=== WHAT TO DO ===
Add 20 to every coordinate in the answers, then write out again the lines starting with the line with "[tag] dog's paw: a pin per instance" and going on through the end of the entries, including the lines that name what to pin.

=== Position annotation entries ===

____________________

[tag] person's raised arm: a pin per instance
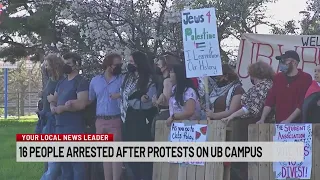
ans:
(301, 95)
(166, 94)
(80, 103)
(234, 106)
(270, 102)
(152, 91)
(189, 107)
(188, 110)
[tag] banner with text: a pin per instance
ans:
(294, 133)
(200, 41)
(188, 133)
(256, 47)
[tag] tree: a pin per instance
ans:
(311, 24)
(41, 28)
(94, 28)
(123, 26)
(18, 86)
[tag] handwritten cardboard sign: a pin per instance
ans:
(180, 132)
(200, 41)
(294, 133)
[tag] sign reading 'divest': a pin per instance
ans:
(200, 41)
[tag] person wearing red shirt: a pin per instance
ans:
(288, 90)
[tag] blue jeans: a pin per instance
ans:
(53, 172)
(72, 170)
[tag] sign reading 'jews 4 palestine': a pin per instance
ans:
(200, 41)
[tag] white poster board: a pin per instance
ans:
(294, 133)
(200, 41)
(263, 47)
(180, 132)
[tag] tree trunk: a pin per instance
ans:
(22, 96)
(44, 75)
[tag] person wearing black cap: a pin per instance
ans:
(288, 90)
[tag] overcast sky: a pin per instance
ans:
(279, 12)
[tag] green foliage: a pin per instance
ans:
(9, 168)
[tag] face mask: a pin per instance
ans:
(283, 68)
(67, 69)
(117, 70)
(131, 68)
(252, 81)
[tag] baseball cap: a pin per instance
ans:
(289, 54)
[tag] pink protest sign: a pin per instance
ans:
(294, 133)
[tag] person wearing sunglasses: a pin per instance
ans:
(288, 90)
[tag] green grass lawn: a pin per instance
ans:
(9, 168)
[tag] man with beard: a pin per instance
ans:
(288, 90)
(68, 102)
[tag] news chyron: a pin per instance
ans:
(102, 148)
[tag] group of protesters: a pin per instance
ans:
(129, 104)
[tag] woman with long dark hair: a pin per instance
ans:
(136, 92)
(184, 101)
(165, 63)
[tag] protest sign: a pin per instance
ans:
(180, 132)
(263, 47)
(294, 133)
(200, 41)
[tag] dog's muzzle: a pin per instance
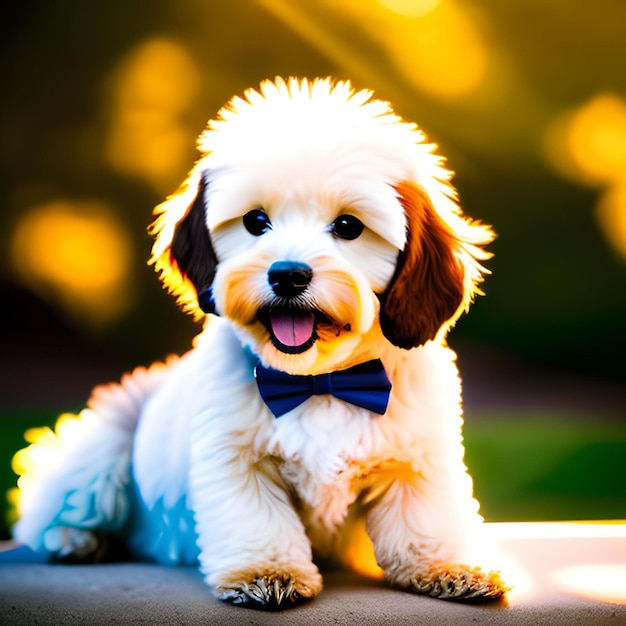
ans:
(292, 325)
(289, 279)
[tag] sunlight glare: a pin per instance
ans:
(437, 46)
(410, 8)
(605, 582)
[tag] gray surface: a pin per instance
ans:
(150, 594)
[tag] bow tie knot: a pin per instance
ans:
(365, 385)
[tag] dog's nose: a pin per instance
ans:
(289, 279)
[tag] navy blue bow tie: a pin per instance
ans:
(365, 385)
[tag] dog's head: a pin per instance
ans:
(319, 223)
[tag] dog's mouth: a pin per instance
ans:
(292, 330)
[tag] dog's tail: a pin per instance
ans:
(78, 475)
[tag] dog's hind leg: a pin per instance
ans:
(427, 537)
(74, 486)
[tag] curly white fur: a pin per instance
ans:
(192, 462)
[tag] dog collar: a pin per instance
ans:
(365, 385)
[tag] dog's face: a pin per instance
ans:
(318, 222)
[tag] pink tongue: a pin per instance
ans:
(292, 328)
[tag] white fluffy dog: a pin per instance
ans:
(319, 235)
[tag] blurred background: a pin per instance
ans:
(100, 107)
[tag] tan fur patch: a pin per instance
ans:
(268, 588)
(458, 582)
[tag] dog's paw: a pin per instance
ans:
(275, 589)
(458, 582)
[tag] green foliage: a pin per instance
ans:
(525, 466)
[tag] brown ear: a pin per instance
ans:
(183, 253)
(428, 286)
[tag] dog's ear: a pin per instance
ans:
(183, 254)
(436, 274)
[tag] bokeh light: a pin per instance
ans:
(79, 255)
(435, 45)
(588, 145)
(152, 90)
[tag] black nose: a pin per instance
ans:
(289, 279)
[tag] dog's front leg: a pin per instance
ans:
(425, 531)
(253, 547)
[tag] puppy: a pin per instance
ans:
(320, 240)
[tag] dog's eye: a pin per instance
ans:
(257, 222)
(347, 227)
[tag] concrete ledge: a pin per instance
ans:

____________________

=== RESPONSE BELOW ===
[tag] dog's paw: a pin per instance
ans:
(295, 609)
(478, 602)
[tag] green foliage: a pin per instance
ans:
(545, 486)
[tag] brown ear: a pin per instance
ans:
(203, 273)
(448, 306)
[tag] dog's ear: a pin per instance
ans:
(203, 274)
(456, 294)
[tag] bokeh light: a pin per instance
ans:
(99, 275)
(455, 65)
(608, 165)
(172, 110)
[tag] black nose: a pin per instance
ans:
(309, 299)
[tag] dog's front leg: a pin per instance
ans:
(445, 551)
(273, 567)
[tag] puppy: a pin per instance
ans:
(340, 260)
[tag] dog's eye: a pin per instance
ans:
(277, 242)
(367, 247)
[tag] concrete ledge: a pin per instance
ans:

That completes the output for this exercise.